List every line of the entries below that contains the word "monkey", copying each such line in full.

_ _ _ _

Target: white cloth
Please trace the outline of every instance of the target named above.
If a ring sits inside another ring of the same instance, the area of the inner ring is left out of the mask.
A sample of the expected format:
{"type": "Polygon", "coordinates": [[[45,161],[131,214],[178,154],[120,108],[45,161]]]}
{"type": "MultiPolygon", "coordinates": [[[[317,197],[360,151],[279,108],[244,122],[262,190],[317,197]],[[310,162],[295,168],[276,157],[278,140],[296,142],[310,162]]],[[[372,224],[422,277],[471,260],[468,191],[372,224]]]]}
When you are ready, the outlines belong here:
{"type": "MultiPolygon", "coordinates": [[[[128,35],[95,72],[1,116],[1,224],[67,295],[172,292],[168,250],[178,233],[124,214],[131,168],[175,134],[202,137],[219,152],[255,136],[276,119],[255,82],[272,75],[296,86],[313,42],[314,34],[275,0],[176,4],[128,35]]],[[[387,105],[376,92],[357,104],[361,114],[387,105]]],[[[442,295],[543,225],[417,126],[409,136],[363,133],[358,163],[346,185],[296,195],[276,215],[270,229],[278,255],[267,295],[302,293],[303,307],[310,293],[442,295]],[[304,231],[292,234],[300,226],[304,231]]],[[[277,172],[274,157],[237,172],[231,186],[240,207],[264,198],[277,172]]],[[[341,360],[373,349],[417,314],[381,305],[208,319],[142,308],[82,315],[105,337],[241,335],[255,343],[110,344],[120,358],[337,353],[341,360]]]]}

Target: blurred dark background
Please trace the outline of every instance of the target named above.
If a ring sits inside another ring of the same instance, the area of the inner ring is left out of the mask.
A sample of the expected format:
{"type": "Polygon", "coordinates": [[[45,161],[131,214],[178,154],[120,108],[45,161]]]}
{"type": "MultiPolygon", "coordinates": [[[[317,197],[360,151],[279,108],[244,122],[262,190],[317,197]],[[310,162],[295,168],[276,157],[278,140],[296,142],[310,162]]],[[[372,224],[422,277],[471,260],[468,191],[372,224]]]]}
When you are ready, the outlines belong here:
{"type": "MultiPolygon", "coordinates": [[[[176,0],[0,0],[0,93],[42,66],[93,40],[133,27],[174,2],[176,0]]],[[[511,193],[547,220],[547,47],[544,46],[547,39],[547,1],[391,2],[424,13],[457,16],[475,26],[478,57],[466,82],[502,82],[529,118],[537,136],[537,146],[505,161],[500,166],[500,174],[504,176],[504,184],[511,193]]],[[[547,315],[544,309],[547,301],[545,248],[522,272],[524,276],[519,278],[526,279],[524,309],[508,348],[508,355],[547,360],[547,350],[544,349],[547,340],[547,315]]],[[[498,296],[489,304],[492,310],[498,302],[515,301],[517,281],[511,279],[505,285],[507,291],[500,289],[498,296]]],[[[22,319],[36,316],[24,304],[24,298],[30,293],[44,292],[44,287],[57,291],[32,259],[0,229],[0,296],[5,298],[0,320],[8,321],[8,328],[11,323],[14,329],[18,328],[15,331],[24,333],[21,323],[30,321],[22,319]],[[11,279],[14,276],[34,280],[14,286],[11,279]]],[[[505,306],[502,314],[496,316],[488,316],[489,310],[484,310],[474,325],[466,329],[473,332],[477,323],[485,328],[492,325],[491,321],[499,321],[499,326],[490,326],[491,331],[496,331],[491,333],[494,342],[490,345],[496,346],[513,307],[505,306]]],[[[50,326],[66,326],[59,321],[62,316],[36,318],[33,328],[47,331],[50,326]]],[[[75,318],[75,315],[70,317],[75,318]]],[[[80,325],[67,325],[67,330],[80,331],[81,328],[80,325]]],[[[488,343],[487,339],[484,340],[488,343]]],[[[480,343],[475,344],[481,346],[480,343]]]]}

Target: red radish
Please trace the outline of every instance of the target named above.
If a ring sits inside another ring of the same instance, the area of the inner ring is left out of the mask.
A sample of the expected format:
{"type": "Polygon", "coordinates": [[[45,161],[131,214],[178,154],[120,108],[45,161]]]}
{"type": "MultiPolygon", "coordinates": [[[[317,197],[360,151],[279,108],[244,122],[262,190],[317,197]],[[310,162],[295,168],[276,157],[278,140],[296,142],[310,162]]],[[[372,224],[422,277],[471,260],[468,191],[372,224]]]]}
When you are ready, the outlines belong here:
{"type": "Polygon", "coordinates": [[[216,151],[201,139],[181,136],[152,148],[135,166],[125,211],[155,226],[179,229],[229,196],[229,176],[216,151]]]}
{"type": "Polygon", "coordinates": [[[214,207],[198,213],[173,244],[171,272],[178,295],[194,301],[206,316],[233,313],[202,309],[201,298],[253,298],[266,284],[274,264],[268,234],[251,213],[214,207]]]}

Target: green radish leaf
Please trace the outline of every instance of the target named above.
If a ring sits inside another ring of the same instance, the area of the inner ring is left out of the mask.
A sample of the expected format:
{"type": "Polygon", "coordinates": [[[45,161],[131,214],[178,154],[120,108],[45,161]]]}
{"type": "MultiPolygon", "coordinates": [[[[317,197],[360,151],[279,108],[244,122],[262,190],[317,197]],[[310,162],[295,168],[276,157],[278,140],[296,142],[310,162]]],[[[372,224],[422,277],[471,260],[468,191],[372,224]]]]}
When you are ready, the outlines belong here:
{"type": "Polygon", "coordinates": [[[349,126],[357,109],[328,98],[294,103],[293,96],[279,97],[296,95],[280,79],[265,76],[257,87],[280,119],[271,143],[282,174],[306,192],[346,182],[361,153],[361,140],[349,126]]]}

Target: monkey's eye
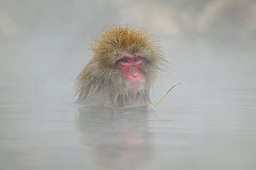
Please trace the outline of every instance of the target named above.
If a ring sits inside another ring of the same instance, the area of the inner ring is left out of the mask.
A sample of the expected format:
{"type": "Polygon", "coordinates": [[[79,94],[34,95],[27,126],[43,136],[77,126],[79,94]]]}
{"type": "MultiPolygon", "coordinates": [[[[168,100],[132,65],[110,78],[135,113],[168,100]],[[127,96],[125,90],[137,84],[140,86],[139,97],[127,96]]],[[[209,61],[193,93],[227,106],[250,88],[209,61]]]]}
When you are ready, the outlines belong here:
{"type": "Polygon", "coordinates": [[[123,58],[121,59],[121,61],[123,63],[127,63],[127,62],[128,62],[128,60],[126,58],[123,58]]]}
{"type": "Polygon", "coordinates": [[[134,59],[134,61],[135,62],[136,62],[136,61],[139,61],[141,60],[141,58],[139,58],[139,57],[137,57],[137,58],[135,58],[135,59],[134,59]]]}

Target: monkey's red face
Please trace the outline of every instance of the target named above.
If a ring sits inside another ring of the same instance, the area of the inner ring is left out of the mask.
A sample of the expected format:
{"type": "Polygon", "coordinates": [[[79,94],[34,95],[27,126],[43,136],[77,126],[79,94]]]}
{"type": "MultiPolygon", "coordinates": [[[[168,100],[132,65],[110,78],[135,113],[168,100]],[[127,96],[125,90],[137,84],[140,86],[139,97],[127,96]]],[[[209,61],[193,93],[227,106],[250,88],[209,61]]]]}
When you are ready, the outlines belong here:
{"type": "Polygon", "coordinates": [[[142,85],[143,58],[139,53],[124,54],[119,58],[117,63],[123,72],[124,80],[129,87],[138,88],[142,85]]]}

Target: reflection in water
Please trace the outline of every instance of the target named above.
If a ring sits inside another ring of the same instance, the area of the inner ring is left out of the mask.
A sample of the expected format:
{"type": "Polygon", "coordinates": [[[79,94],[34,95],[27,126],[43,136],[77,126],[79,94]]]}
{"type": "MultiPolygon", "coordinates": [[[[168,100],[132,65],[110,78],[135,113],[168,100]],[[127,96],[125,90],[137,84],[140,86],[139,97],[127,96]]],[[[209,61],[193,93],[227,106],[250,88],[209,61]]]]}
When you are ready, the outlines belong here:
{"type": "Polygon", "coordinates": [[[123,170],[152,167],[150,111],[143,108],[77,110],[75,126],[82,133],[82,143],[90,148],[93,167],[123,170]]]}

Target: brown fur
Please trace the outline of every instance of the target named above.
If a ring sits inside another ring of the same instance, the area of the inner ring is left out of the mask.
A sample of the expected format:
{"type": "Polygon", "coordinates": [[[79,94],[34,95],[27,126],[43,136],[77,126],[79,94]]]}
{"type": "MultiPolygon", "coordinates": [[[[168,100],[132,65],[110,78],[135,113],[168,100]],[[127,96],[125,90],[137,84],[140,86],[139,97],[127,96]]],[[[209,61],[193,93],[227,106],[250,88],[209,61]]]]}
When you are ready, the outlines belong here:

_ _ _ _

→ Result of this exercise
Target: monkey's eye
Target: monkey's red face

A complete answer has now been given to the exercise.